#### [Exercise goal]
Reproduce exactly the lines below, starting at the line that contains "Where can you spot the crouching" and ending with the last line of the records, both included; leave out any pictures.

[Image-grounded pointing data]
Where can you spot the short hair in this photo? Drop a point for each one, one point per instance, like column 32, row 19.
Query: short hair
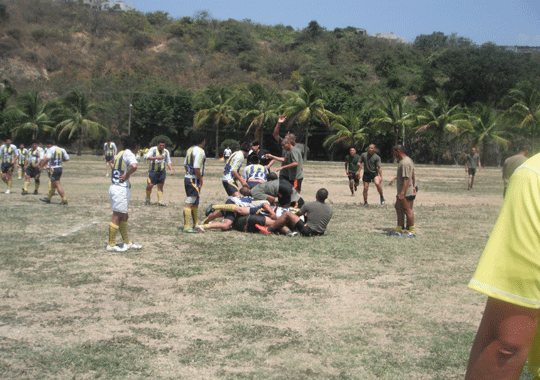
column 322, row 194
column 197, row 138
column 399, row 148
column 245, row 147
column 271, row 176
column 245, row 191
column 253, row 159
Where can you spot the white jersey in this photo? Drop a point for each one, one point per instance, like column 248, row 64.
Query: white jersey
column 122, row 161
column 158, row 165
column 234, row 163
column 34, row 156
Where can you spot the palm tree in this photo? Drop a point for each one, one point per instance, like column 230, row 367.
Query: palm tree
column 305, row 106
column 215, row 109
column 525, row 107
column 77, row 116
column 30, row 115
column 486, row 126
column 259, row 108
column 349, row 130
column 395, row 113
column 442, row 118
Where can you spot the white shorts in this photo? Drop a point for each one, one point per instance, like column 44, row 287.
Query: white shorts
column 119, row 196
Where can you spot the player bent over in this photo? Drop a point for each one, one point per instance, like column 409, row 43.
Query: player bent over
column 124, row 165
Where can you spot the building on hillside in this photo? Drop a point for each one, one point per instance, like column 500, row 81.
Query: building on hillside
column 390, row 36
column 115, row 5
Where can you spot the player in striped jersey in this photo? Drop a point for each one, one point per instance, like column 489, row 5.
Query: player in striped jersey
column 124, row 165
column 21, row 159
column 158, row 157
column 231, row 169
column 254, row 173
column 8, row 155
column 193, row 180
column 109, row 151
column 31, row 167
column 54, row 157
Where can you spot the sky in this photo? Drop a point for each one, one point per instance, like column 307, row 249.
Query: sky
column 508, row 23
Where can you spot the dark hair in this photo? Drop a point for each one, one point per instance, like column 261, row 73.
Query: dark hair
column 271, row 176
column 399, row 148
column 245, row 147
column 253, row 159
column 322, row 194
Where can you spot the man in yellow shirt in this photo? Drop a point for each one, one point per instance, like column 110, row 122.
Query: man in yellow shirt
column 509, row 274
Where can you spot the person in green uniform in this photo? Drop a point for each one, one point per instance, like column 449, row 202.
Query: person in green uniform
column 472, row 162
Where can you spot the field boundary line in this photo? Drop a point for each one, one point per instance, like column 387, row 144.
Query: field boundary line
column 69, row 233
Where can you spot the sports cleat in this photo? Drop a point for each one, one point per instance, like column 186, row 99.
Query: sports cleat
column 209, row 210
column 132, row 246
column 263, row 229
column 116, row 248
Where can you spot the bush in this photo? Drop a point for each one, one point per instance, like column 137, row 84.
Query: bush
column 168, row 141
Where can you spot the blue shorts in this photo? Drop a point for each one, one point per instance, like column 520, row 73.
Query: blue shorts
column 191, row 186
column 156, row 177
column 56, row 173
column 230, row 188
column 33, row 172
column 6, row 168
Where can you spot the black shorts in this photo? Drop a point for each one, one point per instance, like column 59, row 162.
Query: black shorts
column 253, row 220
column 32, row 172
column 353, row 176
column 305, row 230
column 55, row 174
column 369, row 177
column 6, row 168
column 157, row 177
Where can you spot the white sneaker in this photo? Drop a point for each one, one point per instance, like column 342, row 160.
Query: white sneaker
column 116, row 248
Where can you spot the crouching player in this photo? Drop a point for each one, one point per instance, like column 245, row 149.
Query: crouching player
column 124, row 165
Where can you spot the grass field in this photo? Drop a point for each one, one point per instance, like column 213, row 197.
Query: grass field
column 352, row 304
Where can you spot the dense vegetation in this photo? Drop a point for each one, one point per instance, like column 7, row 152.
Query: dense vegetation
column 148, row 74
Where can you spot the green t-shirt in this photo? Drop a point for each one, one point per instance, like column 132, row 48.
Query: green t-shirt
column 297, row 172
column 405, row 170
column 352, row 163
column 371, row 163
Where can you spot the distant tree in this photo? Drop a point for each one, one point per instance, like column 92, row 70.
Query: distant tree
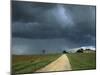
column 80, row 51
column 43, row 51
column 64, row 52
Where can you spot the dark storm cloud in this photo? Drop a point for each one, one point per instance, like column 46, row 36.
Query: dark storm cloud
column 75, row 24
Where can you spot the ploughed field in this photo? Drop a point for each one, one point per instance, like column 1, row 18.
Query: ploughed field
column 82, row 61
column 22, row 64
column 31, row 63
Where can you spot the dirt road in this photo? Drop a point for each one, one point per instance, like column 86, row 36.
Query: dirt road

#### [Written solution]
Where can you spot the crouching player in this photo? Drop a point for each one, one point per instance, like column 245, row 149.
Query: crouching player
column 124, row 165
Where can you spot the grass field in this photo? Drop a point for each one, one point per instance, like column 213, row 197.
Query: grass field
column 352, row 304
Where can you spot the dense vegetation in this photo? Drop a point for each one, one point per instance, like column 7, row 152.
Query: dense vegetation
column 148, row 74
Where can you spot the green t-shirt in this photo? Drop a point for each one, one point per instance, like column 132, row 48.
Query: green t-shirt
column 297, row 172
column 405, row 170
column 352, row 163
column 371, row 163
Where can you spot the distant tree in this photo? Drop a point for each one, one point per instance, like column 92, row 70.
Query: distant tree
column 80, row 51
column 43, row 51
column 64, row 52
Where can you spot the dark storm cloud in this photo? Drop a point for each one, one point per instance, like column 46, row 36.
Query: dark storm cloud
column 75, row 24
Where can you spot the ploughed field in this photo? Drop a point for each one, one point per instance, like column 1, row 18.
Query: ploughed field
column 82, row 61
column 22, row 64
column 31, row 63
Where can you spot the dirt road in this photo? Drop a point for each one, one point per instance, like column 86, row 36.
Query: dirt road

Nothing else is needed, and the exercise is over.